» **Excerpt to read**

——————

''There is no convincing scientific evidence that human release of carbon dioxide, methane, or other greenhouse gases is causing (or will in the foreseeable future cause) catastrophic heating of the earth's atmosphere and disruption of the earth's climate. Moreover, there is substantial scientific evidence that increases in atmospheric carbon dioxide produce many beneficial effects upon the natural plant and animal environments of the earth.''
The carping of an oil-industry flack? The ignorant mutterings of fringe antienvironmentalists?
No. It is a petition signed by nearly 17,000 US scientists, half of whom are trained in the fields of physics, geophysics, climate science, meteorology, oceanography, chemistry, biology, or biochemistry. The statement was circulated by the Oregon Institute of Science and Medicine along with an eight-page abstract of the latest research on climate change. The abstract - written for scientists but comprehensible by laymen - concludes that there is no basis for believing (1) that atmospheric CO2 is causing a dangerous climb in global temperatures, (2) that greater concentrations of CO2 would be harmful, or (3) that human activity leads to global warming in the first place.
The cover letter accompanying the petition and abstract was penned by Frederick Seitz, a past president of the National Academy of Sciences. (All these documents are available online at
www.oism.org/pproject.) The scientific ''consensus'' on global warming, it turns out, does not exist.
The Oregon Institute petition is no anomaly.

——————

» **Supplied data**
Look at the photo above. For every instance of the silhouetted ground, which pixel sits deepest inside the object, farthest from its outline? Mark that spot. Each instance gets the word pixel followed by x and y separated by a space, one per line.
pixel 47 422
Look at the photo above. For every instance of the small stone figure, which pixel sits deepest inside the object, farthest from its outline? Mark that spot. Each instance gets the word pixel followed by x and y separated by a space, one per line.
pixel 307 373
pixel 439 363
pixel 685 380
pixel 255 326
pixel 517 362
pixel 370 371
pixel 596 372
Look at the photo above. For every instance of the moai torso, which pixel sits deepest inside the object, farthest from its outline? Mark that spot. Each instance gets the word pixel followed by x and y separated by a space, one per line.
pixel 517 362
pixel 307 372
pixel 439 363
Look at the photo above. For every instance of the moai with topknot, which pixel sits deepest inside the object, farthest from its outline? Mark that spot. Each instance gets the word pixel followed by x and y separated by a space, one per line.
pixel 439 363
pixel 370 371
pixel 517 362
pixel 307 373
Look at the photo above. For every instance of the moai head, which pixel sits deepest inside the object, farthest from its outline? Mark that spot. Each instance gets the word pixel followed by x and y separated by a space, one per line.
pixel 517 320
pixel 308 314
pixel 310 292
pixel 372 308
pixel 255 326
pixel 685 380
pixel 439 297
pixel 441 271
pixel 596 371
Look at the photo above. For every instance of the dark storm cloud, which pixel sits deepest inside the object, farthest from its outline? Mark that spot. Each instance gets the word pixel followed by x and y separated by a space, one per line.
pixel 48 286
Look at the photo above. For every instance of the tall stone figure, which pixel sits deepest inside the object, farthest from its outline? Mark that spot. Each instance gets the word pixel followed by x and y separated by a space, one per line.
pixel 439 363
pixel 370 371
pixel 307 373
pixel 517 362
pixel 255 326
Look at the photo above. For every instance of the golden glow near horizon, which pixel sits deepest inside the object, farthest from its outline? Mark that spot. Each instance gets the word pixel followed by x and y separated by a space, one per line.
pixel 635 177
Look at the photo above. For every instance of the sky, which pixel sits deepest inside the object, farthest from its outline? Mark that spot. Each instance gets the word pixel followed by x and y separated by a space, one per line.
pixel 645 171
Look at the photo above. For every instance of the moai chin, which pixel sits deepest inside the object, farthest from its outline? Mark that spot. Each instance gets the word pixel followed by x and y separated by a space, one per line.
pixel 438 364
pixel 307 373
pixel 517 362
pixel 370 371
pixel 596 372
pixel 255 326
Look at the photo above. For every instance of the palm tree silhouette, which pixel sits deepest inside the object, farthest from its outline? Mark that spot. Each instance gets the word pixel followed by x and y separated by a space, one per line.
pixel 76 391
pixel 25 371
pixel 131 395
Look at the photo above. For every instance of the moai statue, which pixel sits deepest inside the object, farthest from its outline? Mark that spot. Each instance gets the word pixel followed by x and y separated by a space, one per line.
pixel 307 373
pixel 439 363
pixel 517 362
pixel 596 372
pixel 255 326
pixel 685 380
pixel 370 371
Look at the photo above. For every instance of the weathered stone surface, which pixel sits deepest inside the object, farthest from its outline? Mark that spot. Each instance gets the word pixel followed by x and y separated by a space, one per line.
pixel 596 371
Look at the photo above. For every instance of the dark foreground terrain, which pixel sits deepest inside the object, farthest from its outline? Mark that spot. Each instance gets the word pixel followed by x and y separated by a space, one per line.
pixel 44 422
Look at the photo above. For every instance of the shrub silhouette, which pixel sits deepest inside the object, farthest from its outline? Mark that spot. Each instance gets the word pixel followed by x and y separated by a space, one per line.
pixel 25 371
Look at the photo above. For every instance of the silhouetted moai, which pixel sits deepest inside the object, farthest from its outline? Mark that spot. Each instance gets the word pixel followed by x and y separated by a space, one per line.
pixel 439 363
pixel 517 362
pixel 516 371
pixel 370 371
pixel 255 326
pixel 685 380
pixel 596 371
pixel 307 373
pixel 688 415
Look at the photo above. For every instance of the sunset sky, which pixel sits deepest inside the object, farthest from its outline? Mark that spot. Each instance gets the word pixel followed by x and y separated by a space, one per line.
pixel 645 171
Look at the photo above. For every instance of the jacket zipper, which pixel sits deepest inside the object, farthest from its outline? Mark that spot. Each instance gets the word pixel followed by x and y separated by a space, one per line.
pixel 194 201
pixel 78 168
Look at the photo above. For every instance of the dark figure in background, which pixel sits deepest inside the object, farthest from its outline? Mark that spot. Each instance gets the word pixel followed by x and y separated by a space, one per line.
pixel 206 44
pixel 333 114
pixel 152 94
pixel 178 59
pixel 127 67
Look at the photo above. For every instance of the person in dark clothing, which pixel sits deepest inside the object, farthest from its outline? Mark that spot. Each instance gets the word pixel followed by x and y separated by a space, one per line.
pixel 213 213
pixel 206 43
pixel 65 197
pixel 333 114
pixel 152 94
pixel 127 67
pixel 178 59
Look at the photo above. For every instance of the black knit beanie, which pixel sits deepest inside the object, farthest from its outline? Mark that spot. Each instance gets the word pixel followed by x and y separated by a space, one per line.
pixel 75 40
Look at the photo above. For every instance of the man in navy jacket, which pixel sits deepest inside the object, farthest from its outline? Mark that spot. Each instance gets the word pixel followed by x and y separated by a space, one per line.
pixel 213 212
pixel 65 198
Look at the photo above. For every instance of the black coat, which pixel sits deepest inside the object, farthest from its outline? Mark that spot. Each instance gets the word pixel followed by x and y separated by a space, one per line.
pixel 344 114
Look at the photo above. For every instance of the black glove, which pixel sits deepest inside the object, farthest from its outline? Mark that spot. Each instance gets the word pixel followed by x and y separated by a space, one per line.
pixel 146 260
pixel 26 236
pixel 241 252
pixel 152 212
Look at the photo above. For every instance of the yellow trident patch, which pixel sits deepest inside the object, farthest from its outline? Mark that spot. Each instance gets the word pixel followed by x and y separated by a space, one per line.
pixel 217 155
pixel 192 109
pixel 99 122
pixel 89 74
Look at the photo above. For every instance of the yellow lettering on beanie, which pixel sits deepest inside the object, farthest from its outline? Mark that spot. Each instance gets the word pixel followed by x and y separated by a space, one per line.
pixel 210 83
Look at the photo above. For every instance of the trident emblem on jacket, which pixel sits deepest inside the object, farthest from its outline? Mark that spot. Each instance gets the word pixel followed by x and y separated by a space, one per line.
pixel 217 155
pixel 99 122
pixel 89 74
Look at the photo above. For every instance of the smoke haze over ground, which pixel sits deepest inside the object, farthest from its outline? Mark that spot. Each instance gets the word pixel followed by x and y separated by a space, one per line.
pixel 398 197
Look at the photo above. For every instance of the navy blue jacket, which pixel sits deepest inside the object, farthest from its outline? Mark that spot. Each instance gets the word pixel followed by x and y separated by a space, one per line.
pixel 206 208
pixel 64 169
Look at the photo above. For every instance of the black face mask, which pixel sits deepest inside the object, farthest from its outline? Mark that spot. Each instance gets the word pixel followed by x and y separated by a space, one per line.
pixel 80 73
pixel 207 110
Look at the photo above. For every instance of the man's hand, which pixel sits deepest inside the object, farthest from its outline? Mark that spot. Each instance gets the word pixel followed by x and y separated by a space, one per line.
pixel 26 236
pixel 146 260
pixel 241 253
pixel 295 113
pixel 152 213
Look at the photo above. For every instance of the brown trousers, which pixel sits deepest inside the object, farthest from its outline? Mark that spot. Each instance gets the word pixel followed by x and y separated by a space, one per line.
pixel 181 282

——————

» **Activity 1**
In the global warming text, who wrote the cover letter that accompanied the petition and abstract?
» **Activity 2**
Rewrite the global warming text, starting at the words "No. It is a" and stopping after "the first place.", with "laymen" replaced by "nonspecialists".

» **Exercise result 1**
Frederick Seitz, a past president of the National Academy of Sciences.

» **Exercise result 2**
No. It is a petition signed by nearly 17,000 US scientists, half of whom are trained in the fields of physics, geophysics, climate science, meteorology, oceanography, chemistry, biology, or biochemistry. The statement was circulated by the Oregon Institute of Science and Medicine along with an eight-page abstract of the latest research on climate change. The abstract - written for scientists but comprehensible by nonspecialists - concludes that there is no basis for believing (1) that atmospheric CO2 is causing a dangerous climb in global temperatures, (2) that greater concentrations of CO2 would be harmful, or (3) that human activity leads to global warming in the first place.